* **Provided text**:
>>>>
Should a dictionary like:
{'red': '0.500', 'yellow': '0.250', 'blue': '0.125'}
be required out of a dataframe like:
a b
0 red 0.500
1 yellow 0.250
2 blue 0.125
simplest way would be to do:
dict(df.values)
working snippet below:
import pandas as pd
df = pd.DataFrame({'a': ['red', 'yellow', 'blue'], 'b': [0.5, 0.25, 0.125]})
dict(df.values)

Follow these steps:
Suppose your dataframe is as follows:
>>> df
A B C ID
0 1 3 2 p
1 4 3 2 q
2 4 0 9 r
1. Use set_index to set ID columns as the dataframe index.
df.set_index("ID", drop=True, inplace=True)
2. Use the orient=index parameter to have the index as dictionary keys.
dictionary = df.to_dict(orient="index")
The results will be as follows:
>>> dictionary
{'q': {'A': 4, 'B': 3, 'D': 2}, 'p': {'A': 1, 'B': 3, 'D': 2}, 'r': {'A': 4, 'B': 0, 'D': 9}}
3. If you need to have each sample as a list run the following code. Determine the column order
column_order= ["A", "B", "C"] # Determine your preferred order of columns
d = {} # Initialize the new dictionary as an empty dictionary
for k in dictionary:
d[k] = [dictionary[k][column_name] for column_name in column_order]

Try to use Zip
df = pd.read_csv("file")
d= dict([(i,[a,b,c ]) for i, a,b,c in zip(df.ID, df.A,df.B,df.C)])
print d
Output:
{'p': [1, 3, 2], 'q': [4, 3, 2], 'r': [4, 0, 9]}

If you don't mind the dictionary values being tuples, you can use itertuples:
>>> {x[0]: x[1:] for x in df.itertuples(index=False)}
{'p': (1, 3, 2), 'q': (4, 3, 2), 'r': (4, 0, 9)}

For my use (node names with xy positions) I found #user4179775's answer to the most helpful / intuitive:
import pandas as pd
df = pd.read_csv('glycolysis_nodes_xy.tsv', sep='\t')
df.head()
nodes x y
0 c00033 146 958
1 c00031 601 195
...
xy_dict_list=dict([(i,[a,b]) for i, a,b in zip(df.nodes, df.x,df.y)])
xy_dict_list
{'c00022': [483, 868],
'c00024': [146, 868],
... }
xy_dict_tuples=dict([(i,(a,b)) for i, a,b in zip(df.nodes, df.x,df.y)])
xy_dict_tuples
{'c00022': (483, 868),
'c00024': (146, 868),
... }
Addendum
I later returned to this issue, for other, but related, work. Here is an approach that more closely mirrors the [excellent] accepted answer.
node_df = pd.read_csv('node_prop-glycolysis_tca-from_pg.tsv', sep='\t')
node_df.head()
node kegg_id kegg_cid name wt vis
0 22 22 c00022 pyruvate 1 1
1 24 24 c00024 acetyl-CoA 1 1
...
Convert Pandas dataframe to a [list], {dict}, {dict of {dict}}, ...
<<<<
* **Set problem 1**:
Summarize the pandas thread in two sentences.
* **Set problem 2**:
Rewrite all of the rows below, replacing "in this photo" with "in this image" and keeping everything else the same. Leave the pictures out.
The rows that come after this have no connection to the pandas thread.

* **Records supplied**:
>>>>
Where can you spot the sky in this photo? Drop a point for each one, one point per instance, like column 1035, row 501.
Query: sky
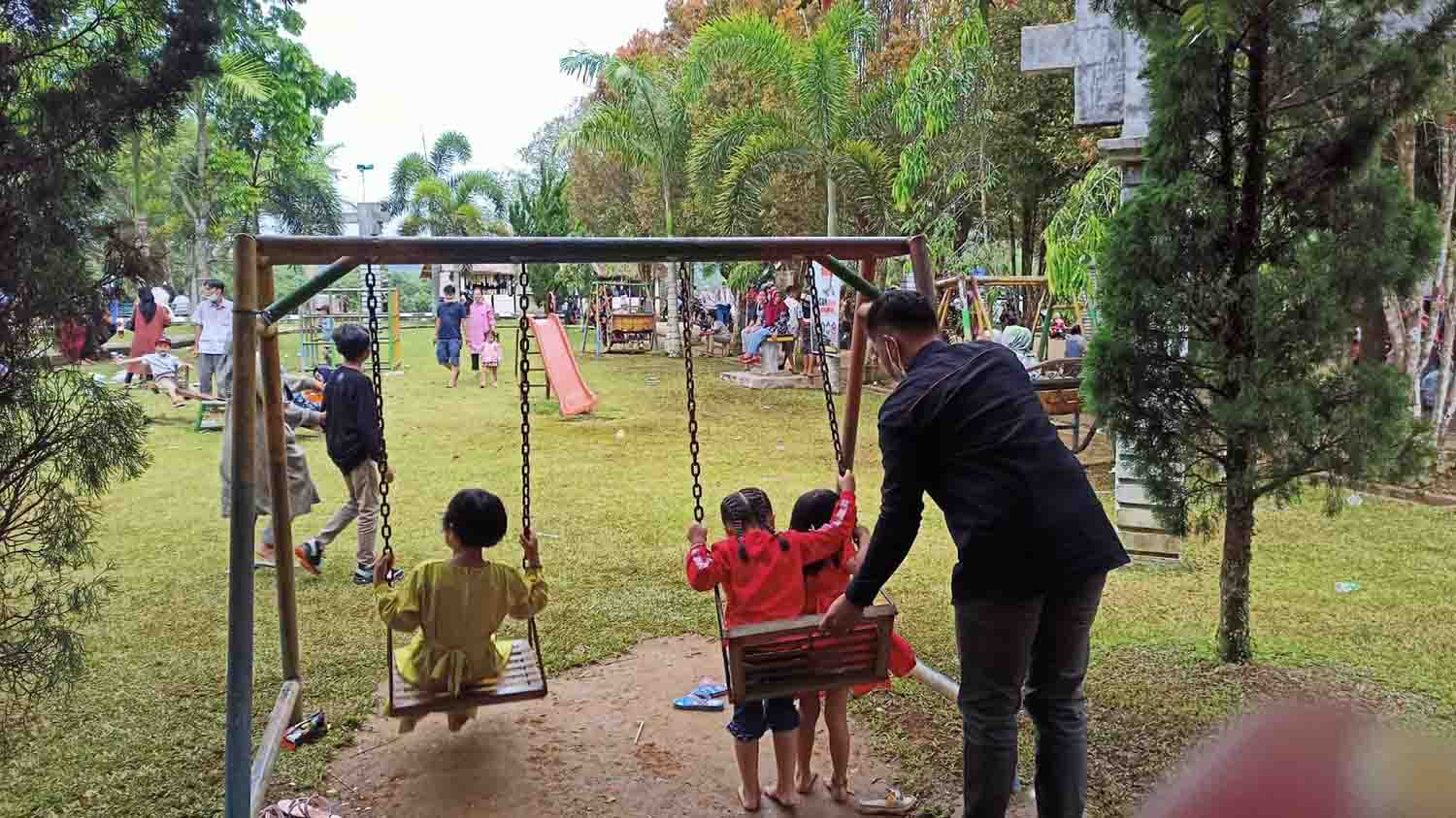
column 485, row 67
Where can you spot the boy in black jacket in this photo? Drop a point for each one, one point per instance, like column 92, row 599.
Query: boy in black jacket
column 355, row 447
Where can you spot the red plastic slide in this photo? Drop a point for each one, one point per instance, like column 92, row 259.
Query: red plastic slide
column 562, row 373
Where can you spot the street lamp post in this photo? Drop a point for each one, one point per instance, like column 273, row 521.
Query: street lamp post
column 361, row 169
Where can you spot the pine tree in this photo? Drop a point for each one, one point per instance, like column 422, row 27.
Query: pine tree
column 78, row 79
column 1232, row 279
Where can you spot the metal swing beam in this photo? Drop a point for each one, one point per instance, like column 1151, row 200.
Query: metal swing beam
column 256, row 309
<<<<
* **Task response 1**:
The pandas thread shows several ways to turn a dataframe into a dictionary, such as calling dict(df.values) on a two-column frame or setting an ID column as the index and calling to_dict(orient="index"). Other replies build the dictionary by zipping the columns together or by using itertuples when tuple values are acceptable.

* **Task response 2**:
Where can you spot the sky in this image? Drop a point for each one, one point per instance, like column 1035, row 501.
Query: sky
column 485, row 67
Where can you spot the boy in black jacket in this image? Drop a point for each one, one point per instance, like column 92, row 599.
Query: boy in black jacket
column 355, row 447
Where can you spot the red plastic slide in this image? Drop a point for each one, one point per instance, like column 92, row 259.
Query: red plastic slide
column 562, row 373
Where can you spot the street lamp post in this image? Drop a point for each one, one point per instance, like column 273, row 521.
Query: street lamp post
column 361, row 169
Where can you spot the pine tree in this image? Drop a point for each one, one point per instance, like column 422, row 27.
Query: pine tree
column 78, row 79
column 1232, row 279
Where can you spot the metal swing beam in this image? Drop a point for each one, one point per instance, like column 1151, row 200.
Query: metal swing beam
column 256, row 309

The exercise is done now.